→ Texto selecionado:
····················

Por Eduardo Januário Newton -
A dificuldade de lidar com o novo marca a própria existência humana. Ao se adotar o critério positivado no Código Civil, vide o contido em seu artigo 2º, verifica-se que o homem e a mulher, quando adquirem a personalidade jurídica, estranham a realidade dos fatos e o primeiro pranto é o sinal de que os pulmões iniciaram as suas atividades.
Marcos Paulo Dutra Santos, ao realizar um conjunto de críticas aos detratores do juiz de garantias, aborda essa resistência ao que é novo no cenário jurídico:
"No tocante ao juiz de garantias, a reação tem sido enérgica, por impactar na estrutura da persecução penal brasileira, rompendo uma tradição quase octagenária, segundo a qual o juiz interventor no inquérito torna-se prevento para o processo (...) Como o Direito sempre se notabilizou por uma aura conservadora, verificada do trajar ao falar, prenhe de liturgias, a resistência ao novo é notável, potencializada por um indisfarçável comodismo, intelectual e material" .
Juntamente com essa constatação elaborada pelo citado defensor público fluminense, não se pode olvidar a mensagem acurada trazida em 2016 — e republicada em 2018 — pelo professor Jacinto Nelson Miranda Coutinho:
"Vive-se, no Brasil de hoje, uma situação paradoxal: tem-se uma aparente liberdade, mas ela não é dimensionada para se respeitar as regras e sim para se fazer o que se quiser, máxime por parte dos órgãos do Estado. Quando isso se conjuga com os órgãos do poder, mormente os jurisdicionais, a hermenêutica da conduta de muitos, vira um brinquedo pelo qual se interpreta como se quiser, dando ao texto os sentidos próprios, suas próprias verdades. Estaria bem, sem dúvida, se cada um estivesse autorizado a fazer suas próprias leis e pudesse dar a elas os sentidos que bem entendesse, solipsisticamente" .
Ora, e por qual razão invocar esse mosaico que aponta para uma resistência ao novo e o solipsisimo antidemocrático? Simples. Em razão da medida liminar proferida pelo ministro Edson Fachin no Agravo Regimental na Reclamação Constitucional nº 29.303, que determinou a realização da audiência de custódia em todas as modalidades prisionais, o que se tem observado, além do surgimento de atos normativos que limitam indevidamente o alcance da audiência de custódia , são comportamentos que acabam por desnaturar o instituto em tela e, por via de consequência, restringir indevidamente o gozo do direito subjetivo público de ser apresentado imediatamente à autoridade judicial em caso de aprisionamento.
Nos casos em que a audiência de custódia decorre de título prisional diverso da prisão em flagrante, a novidade da realidade aliada ao fenômeno da resistência ao inédito acaba por permitir que situações indevidas surjam, tais como a inversão da ordem de manifestação, pedido de vista do Estado-acusação após a apresentação do pleito defensivo — situação nitidamente violadora do contraditório e ampla defesa — e, o que constitui o maior dos absurdos, o encerramento da audiência de custódia sem qualquer decisão judicial.

····················

→ Dados registrados:
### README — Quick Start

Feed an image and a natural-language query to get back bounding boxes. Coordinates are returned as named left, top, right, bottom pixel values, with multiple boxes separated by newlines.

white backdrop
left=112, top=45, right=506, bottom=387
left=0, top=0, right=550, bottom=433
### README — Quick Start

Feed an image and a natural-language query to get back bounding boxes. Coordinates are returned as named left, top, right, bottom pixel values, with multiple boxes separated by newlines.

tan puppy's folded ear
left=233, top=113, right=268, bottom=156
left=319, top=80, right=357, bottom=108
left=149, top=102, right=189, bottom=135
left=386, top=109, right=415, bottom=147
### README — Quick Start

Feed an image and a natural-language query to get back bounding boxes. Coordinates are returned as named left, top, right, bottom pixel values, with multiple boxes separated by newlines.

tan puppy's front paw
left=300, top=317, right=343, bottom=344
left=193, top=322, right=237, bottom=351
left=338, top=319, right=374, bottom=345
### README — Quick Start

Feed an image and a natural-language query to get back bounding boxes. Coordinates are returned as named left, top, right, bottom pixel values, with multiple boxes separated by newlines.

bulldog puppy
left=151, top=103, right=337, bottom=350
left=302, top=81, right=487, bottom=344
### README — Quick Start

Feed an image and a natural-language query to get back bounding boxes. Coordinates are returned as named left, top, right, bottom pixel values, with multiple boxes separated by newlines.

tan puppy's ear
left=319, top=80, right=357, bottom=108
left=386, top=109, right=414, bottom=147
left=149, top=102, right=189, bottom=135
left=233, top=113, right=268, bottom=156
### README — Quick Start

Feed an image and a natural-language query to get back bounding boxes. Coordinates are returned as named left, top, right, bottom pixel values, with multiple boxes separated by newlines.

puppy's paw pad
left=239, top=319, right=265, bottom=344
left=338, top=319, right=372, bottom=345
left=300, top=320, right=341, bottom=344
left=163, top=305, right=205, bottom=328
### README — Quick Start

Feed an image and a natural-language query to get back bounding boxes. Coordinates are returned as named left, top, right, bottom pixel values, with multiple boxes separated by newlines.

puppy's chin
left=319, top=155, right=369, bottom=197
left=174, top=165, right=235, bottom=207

····················

→ O que fazer:
a. Repita o trecho do texto sobre a audiência de custódia que abre com as palavras "Nos casos em" e fecha com "qualquer decisão judicial.".
b. De acordo com o texto sobre a audiência de custódia, qual ministro proferiu a medida liminar no Agravo Regimental na Reclamação Constitucional nº 29.303?
As entradas vêm de outra fonte.

→ Tarefas resolvidas:
a.
Nos casos em que a audiência de custódia decorre de título prisional diverso da prisão em flagrante, a novidade da realidade aliada ao fenômeno da resistência ao inédito acaba por permitir que situações indevidas surjam, tais como a inversão da ordem de manifestação, pedido de vista do Estado-acusação após a apresentação do pleito defensivo — situação nitidamente violadora do contraditório e ampla defesa — e, o que constitui o maior dos absurdos, o encerramento da audiência de custódia sem qualquer decisão judicial.

b. Edson Fachin.